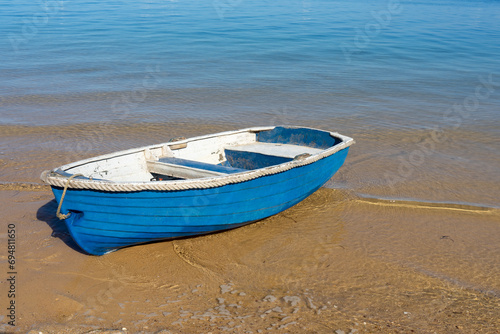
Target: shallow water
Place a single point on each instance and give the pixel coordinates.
(411, 226)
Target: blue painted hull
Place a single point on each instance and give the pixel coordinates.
(102, 221)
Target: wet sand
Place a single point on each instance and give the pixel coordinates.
(343, 261)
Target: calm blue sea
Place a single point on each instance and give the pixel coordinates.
(383, 64)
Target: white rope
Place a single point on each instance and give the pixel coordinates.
(212, 182)
(60, 215)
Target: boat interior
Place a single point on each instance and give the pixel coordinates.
(206, 156)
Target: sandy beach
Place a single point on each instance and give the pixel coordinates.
(339, 262)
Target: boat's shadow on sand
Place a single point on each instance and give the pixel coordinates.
(47, 213)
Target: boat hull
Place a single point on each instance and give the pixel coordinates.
(104, 221)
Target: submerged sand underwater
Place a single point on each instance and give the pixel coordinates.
(418, 256)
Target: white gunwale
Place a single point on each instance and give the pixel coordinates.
(54, 179)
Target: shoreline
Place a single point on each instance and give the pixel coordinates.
(347, 275)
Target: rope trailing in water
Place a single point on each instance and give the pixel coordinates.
(60, 215)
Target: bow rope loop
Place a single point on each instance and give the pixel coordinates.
(60, 215)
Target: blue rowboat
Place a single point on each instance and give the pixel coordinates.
(193, 186)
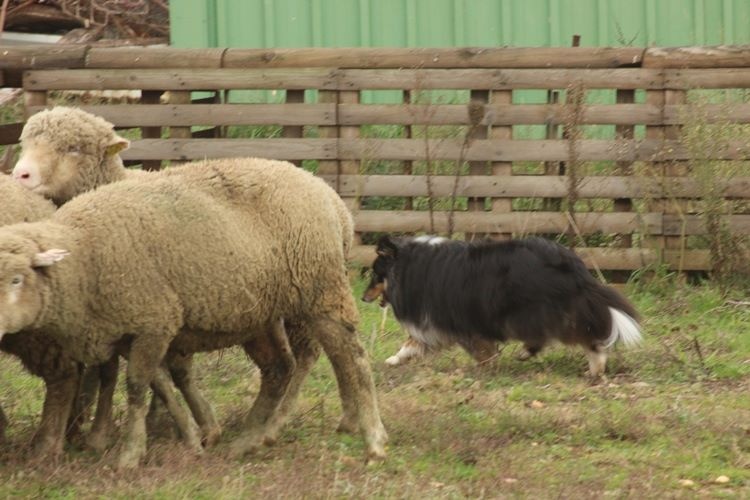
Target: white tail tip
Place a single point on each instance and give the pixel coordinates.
(624, 329)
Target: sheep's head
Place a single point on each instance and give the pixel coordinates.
(22, 284)
(65, 152)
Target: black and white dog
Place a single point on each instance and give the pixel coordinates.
(477, 294)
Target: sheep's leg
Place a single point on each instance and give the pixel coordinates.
(87, 389)
(272, 354)
(181, 369)
(349, 361)
(101, 429)
(162, 386)
(58, 403)
(306, 352)
(144, 360)
(3, 425)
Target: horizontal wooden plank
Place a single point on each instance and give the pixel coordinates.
(529, 186)
(419, 149)
(460, 57)
(333, 79)
(526, 150)
(180, 79)
(719, 78)
(196, 149)
(499, 114)
(516, 222)
(675, 225)
(182, 115)
(697, 57)
(626, 259)
(151, 115)
(49, 56)
(154, 57)
(499, 79)
(382, 79)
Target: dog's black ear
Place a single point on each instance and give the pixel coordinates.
(386, 247)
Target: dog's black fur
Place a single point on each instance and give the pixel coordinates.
(532, 290)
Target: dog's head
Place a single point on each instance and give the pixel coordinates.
(387, 251)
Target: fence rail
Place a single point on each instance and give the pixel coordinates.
(633, 184)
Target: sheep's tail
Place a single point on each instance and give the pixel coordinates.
(625, 329)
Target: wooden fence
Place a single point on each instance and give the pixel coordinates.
(642, 201)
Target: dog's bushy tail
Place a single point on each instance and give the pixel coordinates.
(608, 316)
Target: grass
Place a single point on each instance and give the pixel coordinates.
(672, 418)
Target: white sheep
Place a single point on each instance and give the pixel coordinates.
(194, 258)
(44, 357)
(67, 151)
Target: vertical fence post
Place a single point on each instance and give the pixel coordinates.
(408, 166)
(294, 131)
(179, 97)
(350, 167)
(624, 168)
(502, 168)
(151, 97)
(476, 97)
(33, 98)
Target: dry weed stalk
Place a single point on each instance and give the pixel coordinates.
(573, 133)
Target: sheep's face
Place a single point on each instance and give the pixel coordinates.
(60, 172)
(22, 283)
(44, 170)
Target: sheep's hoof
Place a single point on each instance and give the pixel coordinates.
(347, 425)
(97, 441)
(47, 449)
(211, 436)
(245, 445)
(131, 455)
(524, 356)
(376, 446)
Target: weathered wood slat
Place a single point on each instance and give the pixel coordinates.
(499, 79)
(651, 223)
(462, 57)
(34, 56)
(526, 150)
(393, 114)
(195, 149)
(697, 57)
(415, 149)
(154, 57)
(181, 79)
(138, 115)
(516, 222)
(627, 259)
(718, 78)
(336, 79)
(529, 186)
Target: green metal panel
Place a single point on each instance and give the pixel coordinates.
(449, 23)
(446, 23)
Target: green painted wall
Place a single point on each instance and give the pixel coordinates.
(446, 23)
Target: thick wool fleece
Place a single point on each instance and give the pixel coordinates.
(39, 353)
(17, 204)
(226, 246)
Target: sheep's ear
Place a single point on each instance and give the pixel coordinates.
(46, 259)
(386, 247)
(116, 144)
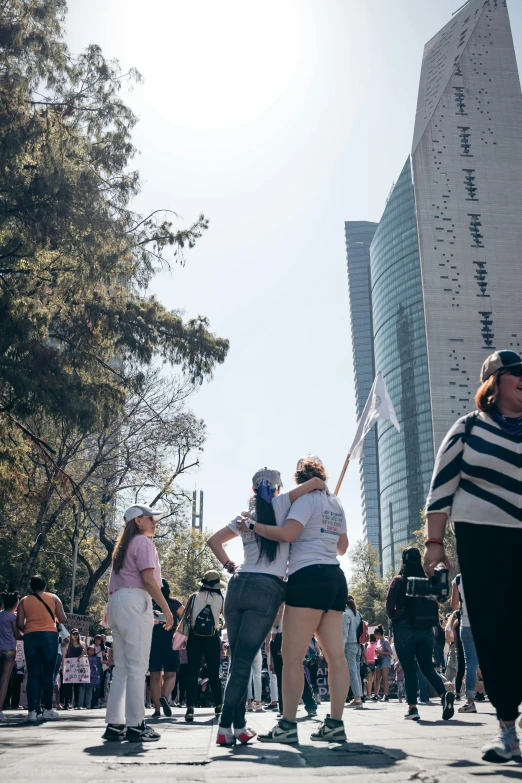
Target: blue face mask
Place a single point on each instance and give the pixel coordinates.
(265, 491)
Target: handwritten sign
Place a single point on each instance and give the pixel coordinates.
(77, 670)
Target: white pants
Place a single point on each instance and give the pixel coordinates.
(129, 614)
(255, 677)
(274, 693)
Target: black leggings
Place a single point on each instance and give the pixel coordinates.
(197, 647)
(489, 557)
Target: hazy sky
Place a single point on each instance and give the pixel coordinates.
(279, 121)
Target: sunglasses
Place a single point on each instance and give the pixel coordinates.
(515, 371)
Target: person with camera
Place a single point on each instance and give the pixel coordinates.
(413, 618)
(476, 483)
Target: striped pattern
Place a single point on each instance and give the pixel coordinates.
(480, 480)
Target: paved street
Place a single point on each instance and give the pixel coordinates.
(382, 746)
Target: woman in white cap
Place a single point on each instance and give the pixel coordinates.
(255, 592)
(477, 483)
(135, 581)
(316, 597)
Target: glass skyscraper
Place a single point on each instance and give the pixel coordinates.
(399, 337)
(446, 284)
(359, 235)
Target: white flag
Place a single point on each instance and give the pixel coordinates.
(378, 406)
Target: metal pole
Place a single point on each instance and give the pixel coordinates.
(75, 556)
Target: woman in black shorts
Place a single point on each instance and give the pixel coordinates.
(316, 595)
(162, 657)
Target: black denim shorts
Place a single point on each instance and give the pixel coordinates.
(318, 587)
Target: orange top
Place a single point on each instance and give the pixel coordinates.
(37, 618)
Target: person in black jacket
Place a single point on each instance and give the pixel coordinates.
(413, 620)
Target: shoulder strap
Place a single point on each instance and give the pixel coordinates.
(46, 606)
(471, 418)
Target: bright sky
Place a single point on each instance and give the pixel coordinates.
(279, 121)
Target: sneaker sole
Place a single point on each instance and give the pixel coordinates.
(166, 707)
(492, 755)
(449, 710)
(317, 738)
(279, 740)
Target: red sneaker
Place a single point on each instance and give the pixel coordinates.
(225, 737)
(245, 734)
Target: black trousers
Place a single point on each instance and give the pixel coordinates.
(489, 557)
(197, 647)
(277, 658)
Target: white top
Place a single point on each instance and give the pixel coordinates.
(253, 563)
(464, 619)
(323, 521)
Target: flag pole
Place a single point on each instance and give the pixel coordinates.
(341, 477)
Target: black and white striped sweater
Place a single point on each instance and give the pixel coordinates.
(479, 480)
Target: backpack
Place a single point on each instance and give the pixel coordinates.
(362, 630)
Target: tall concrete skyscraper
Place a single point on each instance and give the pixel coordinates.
(359, 235)
(446, 273)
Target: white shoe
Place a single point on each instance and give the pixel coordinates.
(51, 715)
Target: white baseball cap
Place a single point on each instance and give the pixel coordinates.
(142, 511)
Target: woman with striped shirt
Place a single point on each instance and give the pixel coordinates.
(477, 483)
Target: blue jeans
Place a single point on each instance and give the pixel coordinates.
(415, 643)
(41, 650)
(471, 658)
(251, 606)
(352, 651)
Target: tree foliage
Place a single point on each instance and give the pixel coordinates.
(90, 416)
(367, 587)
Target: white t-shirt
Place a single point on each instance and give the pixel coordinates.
(323, 521)
(260, 565)
(464, 619)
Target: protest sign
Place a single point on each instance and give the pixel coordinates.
(77, 670)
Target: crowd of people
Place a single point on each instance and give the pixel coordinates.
(287, 605)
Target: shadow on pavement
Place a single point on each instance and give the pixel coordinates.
(345, 754)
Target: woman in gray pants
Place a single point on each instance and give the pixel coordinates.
(255, 592)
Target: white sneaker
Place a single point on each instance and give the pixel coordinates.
(503, 747)
(51, 715)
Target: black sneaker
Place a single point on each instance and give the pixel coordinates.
(114, 733)
(142, 733)
(329, 731)
(448, 701)
(284, 732)
(166, 706)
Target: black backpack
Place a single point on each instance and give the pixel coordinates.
(204, 624)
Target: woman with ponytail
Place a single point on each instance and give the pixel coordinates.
(135, 581)
(255, 592)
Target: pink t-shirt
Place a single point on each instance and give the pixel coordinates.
(141, 554)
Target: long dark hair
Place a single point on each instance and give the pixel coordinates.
(130, 530)
(350, 603)
(265, 515)
(411, 563)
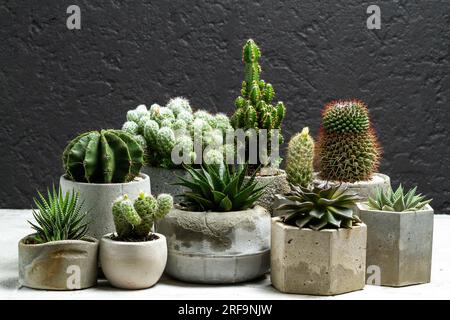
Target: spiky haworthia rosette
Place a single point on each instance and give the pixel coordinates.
(300, 156)
(134, 220)
(254, 109)
(106, 156)
(347, 148)
(318, 208)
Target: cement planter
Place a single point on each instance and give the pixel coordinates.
(133, 265)
(326, 262)
(399, 245)
(363, 188)
(217, 247)
(98, 199)
(163, 179)
(275, 182)
(58, 265)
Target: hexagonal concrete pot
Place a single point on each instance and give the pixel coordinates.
(275, 182)
(162, 180)
(363, 188)
(326, 262)
(133, 265)
(399, 246)
(98, 199)
(58, 265)
(217, 247)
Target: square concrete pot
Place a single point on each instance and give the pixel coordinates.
(326, 262)
(399, 246)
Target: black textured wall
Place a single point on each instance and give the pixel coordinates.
(56, 83)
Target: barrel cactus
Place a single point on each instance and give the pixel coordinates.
(172, 129)
(254, 108)
(134, 219)
(300, 157)
(106, 156)
(347, 149)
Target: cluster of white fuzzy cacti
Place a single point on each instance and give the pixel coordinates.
(174, 129)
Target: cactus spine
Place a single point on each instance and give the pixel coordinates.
(300, 157)
(348, 149)
(134, 220)
(106, 156)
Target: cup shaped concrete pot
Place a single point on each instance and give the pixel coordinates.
(399, 246)
(325, 262)
(163, 180)
(363, 188)
(98, 199)
(217, 247)
(58, 265)
(133, 265)
(275, 181)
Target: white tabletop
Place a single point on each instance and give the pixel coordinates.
(13, 226)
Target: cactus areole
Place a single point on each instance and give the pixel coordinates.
(106, 156)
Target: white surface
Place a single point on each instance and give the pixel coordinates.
(13, 226)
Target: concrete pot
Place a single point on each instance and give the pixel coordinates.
(162, 180)
(363, 188)
(217, 247)
(275, 182)
(58, 265)
(399, 246)
(133, 265)
(326, 262)
(98, 199)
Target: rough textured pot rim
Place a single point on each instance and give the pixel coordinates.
(384, 177)
(141, 175)
(289, 227)
(107, 238)
(254, 208)
(364, 207)
(88, 241)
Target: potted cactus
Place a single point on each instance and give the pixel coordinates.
(169, 136)
(101, 166)
(300, 159)
(399, 237)
(347, 150)
(135, 257)
(217, 234)
(59, 255)
(255, 114)
(318, 245)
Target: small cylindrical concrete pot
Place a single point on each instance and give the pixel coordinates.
(275, 181)
(325, 262)
(58, 265)
(217, 247)
(133, 265)
(399, 246)
(99, 197)
(363, 188)
(163, 180)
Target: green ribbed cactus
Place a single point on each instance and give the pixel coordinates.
(254, 109)
(300, 157)
(106, 156)
(134, 220)
(347, 149)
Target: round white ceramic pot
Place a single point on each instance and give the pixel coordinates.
(133, 265)
(99, 197)
(58, 265)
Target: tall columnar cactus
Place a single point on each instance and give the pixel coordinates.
(161, 129)
(254, 109)
(348, 149)
(106, 156)
(300, 157)
(134, 220)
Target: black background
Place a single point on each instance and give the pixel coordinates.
(56, 83)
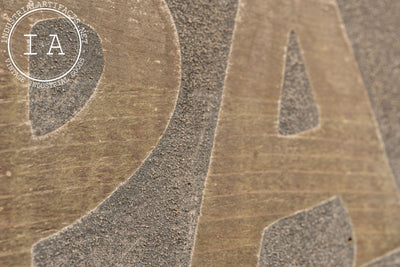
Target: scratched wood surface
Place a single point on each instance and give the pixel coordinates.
(257, 176)
(48, 183)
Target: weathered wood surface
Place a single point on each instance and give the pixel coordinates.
(257, 176)
(49, 182)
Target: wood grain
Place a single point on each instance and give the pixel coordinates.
(257, 176)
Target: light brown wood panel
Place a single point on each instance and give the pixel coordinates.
(257, 176)
(49, 182)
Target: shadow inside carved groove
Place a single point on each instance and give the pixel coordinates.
(390, 259)
(320, 236)
(51, 108)
(298, 110)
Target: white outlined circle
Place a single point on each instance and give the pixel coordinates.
(9, 41)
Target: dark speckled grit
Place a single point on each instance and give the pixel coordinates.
(51, 108)
(151, 219)
(320, 236)
(298, 110)
(373, 29)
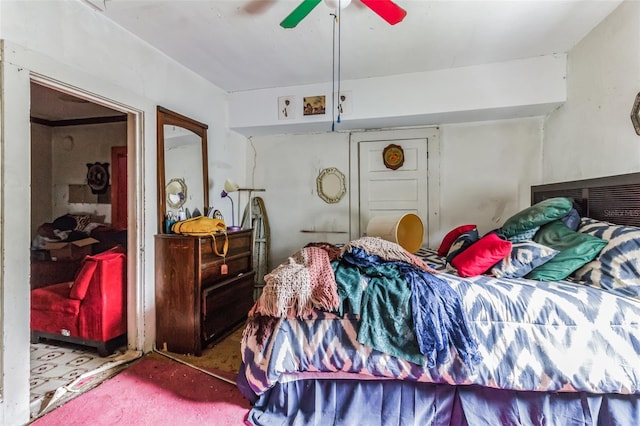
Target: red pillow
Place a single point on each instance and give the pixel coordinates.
(481, 255)
(448, 239)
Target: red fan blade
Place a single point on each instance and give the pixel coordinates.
(387, 10)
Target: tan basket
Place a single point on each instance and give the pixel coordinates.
(406, 230)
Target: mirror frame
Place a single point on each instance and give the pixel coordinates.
(335, 196)
(166, 116)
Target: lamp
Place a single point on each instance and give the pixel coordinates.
(230, 186)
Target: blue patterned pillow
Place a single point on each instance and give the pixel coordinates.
(526, 235)
(525, 255)
(617, 267)
(462, 243)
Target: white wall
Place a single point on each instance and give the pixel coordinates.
(486, 170)
(90, 143)
(515, 89)
(591, 135)
(287, 167)
(68, 44)
(41, 165)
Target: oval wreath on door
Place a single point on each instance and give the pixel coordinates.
(393, 156)
(98, 177)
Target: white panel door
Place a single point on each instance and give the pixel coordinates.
(384, 191)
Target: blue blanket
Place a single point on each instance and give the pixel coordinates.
(405, 311)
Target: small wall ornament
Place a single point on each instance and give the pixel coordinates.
(98, 177)
(635, 114)
(331, 185)
(393, 156)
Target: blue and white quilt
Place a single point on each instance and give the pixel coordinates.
(532, 336)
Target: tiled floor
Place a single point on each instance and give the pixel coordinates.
(59, 372)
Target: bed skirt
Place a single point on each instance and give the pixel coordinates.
(392, 402)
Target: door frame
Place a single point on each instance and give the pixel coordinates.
(135, 321)
(432, 134)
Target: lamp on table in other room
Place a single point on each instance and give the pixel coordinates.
(229, 187)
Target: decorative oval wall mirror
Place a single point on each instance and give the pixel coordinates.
(331, 185)
(182, 151)
(176, 192)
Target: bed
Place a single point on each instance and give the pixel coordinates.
(419, 339)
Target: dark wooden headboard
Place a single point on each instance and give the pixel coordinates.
(614, 199)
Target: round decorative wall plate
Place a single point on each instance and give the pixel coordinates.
(393, 156)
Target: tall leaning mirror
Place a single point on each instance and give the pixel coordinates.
(182, 165)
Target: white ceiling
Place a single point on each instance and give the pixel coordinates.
(239, 45)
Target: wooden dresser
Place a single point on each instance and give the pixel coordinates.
(195, 302)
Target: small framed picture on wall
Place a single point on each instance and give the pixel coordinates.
(314, 105)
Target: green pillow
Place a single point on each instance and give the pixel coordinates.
(537, 215)
(576, 249)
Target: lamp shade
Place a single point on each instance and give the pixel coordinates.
(230, 186)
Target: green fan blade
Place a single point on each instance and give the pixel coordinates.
(299, 13)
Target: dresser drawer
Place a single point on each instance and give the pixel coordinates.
(212, 270)
(225, 305)
(238, 243)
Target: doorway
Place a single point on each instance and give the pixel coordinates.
(394, 171)
(70, 134)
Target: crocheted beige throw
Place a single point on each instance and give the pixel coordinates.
(298, 286)
(388, 251)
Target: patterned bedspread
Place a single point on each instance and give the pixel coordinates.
(539, 336)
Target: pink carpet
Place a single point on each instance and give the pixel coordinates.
(154, 391)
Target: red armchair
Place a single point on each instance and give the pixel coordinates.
(90, 311)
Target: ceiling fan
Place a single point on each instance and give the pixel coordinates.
(386, 9)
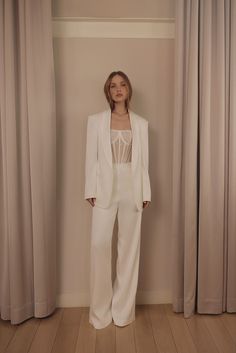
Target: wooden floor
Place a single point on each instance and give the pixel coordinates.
(156, 329)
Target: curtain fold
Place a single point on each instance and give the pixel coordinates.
(204, 165)
(28, 161)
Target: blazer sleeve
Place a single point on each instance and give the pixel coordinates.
(145, 162)
(91, 158)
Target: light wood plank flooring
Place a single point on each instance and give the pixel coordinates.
(156, 329)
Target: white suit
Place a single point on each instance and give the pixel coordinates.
(119, 189)
(98, 168)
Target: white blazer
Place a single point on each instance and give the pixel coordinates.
(98, 161)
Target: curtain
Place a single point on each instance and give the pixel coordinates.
(27, 161)
(204, 162)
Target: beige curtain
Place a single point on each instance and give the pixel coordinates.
(204, 166)
(27, 161)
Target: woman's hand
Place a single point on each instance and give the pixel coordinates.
(91, 200)
(146, 203)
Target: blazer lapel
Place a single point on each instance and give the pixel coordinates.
(106, 137)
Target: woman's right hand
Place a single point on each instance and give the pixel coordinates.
(92, 201)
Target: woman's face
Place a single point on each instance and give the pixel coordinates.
(119, 89)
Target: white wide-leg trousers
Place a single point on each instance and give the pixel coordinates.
(117, 302)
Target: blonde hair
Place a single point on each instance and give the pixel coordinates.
(108, 93)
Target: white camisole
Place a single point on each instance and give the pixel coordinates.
(121, 143)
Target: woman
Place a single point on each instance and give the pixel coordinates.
(116, 183)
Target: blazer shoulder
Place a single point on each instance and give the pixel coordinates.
(97, 116)
(143, 121)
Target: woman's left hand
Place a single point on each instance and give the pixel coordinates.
(146, 203)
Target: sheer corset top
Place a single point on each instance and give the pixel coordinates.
(121, 143)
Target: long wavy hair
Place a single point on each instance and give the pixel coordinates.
(108, 93)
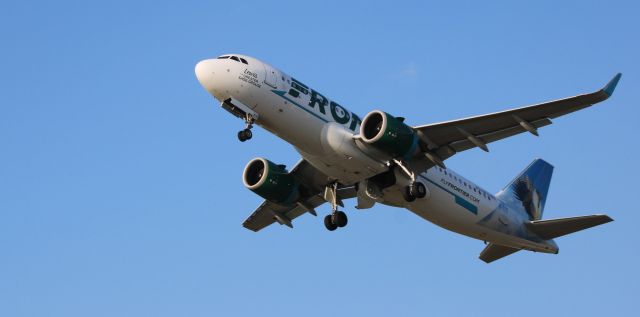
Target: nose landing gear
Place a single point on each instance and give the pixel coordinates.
(337, 219)
(246, 134)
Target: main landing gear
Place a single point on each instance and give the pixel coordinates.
(246, 134)
(337, 219)
(415, 189)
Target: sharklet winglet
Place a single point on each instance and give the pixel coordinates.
(611, 86)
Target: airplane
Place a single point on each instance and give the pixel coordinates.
(380, 159)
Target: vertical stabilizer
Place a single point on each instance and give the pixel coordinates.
(528, 191)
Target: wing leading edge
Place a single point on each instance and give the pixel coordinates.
(447, 138)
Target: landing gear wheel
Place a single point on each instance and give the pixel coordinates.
(408, 194)
(328, 223)
(241, 136)
(340, 219)
(419, 190)
(248, 134)
(244, 135)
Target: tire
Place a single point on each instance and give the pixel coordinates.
(329, 224)
(340, 219)
(420, 190)
(248, 134)
(241, 136)
(408, 194)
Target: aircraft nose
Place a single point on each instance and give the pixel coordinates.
(205, 71)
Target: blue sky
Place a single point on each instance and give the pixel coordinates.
(120, 189)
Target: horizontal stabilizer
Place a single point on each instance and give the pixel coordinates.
(495, 252)
(553, 228)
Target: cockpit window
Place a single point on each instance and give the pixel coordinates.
(235, 58)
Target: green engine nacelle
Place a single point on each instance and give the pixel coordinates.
(389, 134)
(271, 181)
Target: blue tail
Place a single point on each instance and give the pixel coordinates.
(528, 191)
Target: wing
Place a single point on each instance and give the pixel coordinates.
(494, 252)
(443, 140)
(313, 183)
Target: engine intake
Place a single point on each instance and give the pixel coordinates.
(388, 134)
(270, 181)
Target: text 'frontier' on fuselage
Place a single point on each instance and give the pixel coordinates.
(339, 113)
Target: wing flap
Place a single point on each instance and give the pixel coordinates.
(495, 252)
(553, 228)
(458, 135)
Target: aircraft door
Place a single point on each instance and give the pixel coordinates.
(271, 76)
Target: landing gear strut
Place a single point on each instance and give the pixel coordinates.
(246, 134)
(337, 219)
(415, 189)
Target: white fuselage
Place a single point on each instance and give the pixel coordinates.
(325, 134)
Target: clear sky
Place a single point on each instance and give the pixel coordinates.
(120, 188)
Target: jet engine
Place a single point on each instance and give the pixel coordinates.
(270, 181)
(388, 134)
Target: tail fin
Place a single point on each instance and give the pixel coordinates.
(528, 191)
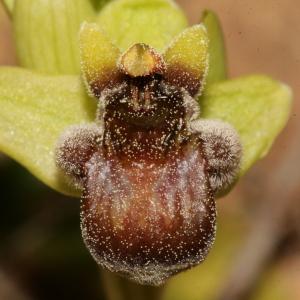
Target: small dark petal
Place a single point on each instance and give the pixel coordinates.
(180, 76)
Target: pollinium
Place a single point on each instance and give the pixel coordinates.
(149, 168)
+++
=== What to work on ===
Starting at the line that has "Target: clear sky" and continuing through the end of the entries, please substitute "aircraft engine" for "jet engine" and write out only those lines, with nothing else changed. Leave the pictures out of your answer.

=== Output of the exercise ===
Target: clear sky
Place a single point on each instance and give the pixel coordinates.
(120, 188)
Target: aircraft engine
Place a single point on each instance and give the pixel coordinates.
(270, 181)
(388, 134)
Target: tail fin
Place a single point on each instance and give the pixel coordinates.
(528, 191)
Target: small dark petal
Place a single point on each instance and give the pixel coordinates.
(180, 76)
Target: pollinium
Place a single point on each instance and give the pixel coordinates.
(149, 168)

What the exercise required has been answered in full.